> **DOCUMENT EXCERPT**
So I’ve been in our business for a long time, but for the last more than 15 years, I consult with agencies on their process on, on managing their people on managing client budgets on managing profitability, etc. And my real goal in all of this is to see if, if our industry if agencies in our industry can actually work less hard and yet make more money. And that’s not a pie in the sky thing. That’s something I think is most definitely possible. So that’s, that’s where I, that’s where I, that’s where I live at this point. I also do stand up comedy on the side just because that’s a lot of fun.

CHIP: Well, I, the only comedy I do tends to be on these podcasts and it’s very poor. So I, you would never want to see me actually get up on stage for that. So, obviously, that that kind of background is I think very helpful and You know, financially speaking, that’s something that, that a lot of agency owners struggle with. It’s. And I think part of that is because they come into it, and they’re they’re not really sure. I mean, most most agency owners don’t have prior business experience, whatever they got was in perhaps in a leadership role in another agency, but it’s, it’s different when your own your own shop, and and you’re trying to figure out how do you how do you build something that’s sustainable, that’s profitable, and that helps you meet your personal goals. So, you know, one of the questions that I get asked a lot is, you know, how should I be measuring the success of my agency? What, what number should I be looking at? What what metrics matter? And obviously, given your experience, I think that’s an area you could probably offer a lot of insight. So what should I be paying attention to? If I’m an owner?

> **EXERCISE TASK**
Rewrite the paragraph of the podcast transcript above that begins "So I've been in our business" as a short bulleted list that keeps its main facts.

> **DATA PROVIDED**
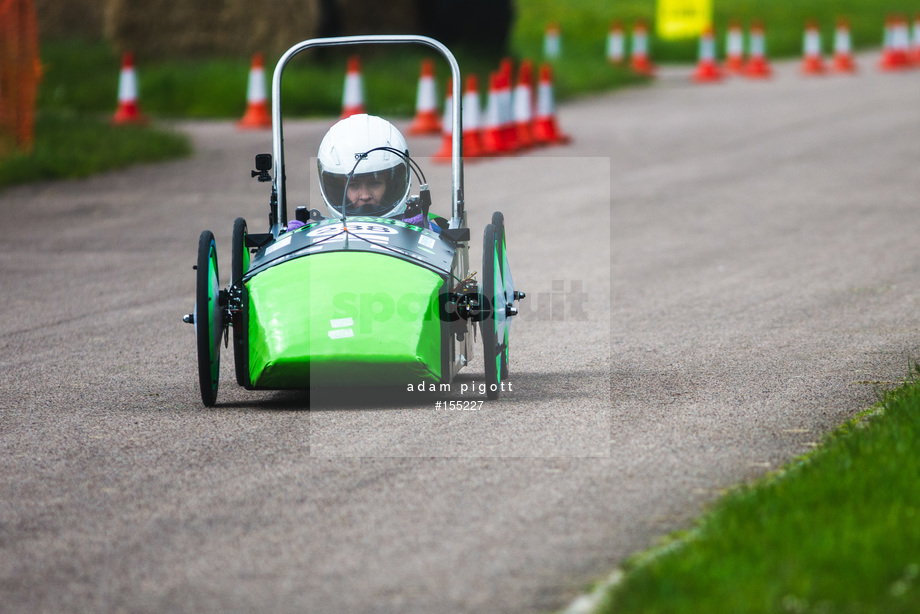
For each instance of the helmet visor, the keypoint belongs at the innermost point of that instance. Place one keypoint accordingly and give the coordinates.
(374, 194)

> **EXERCISE RESULT**
- Has worked in the business for a long time.
- For more than 15 years, has consulted with agencies on their process, managing people, managing client budgets, and profitability.
- Main goal is to see whether agencies in the industry can work less hard and still make more money, which is seen as definitely possible rather than wishful thinking.
- Also does stand-up comedy on the side because it's a lot of fun.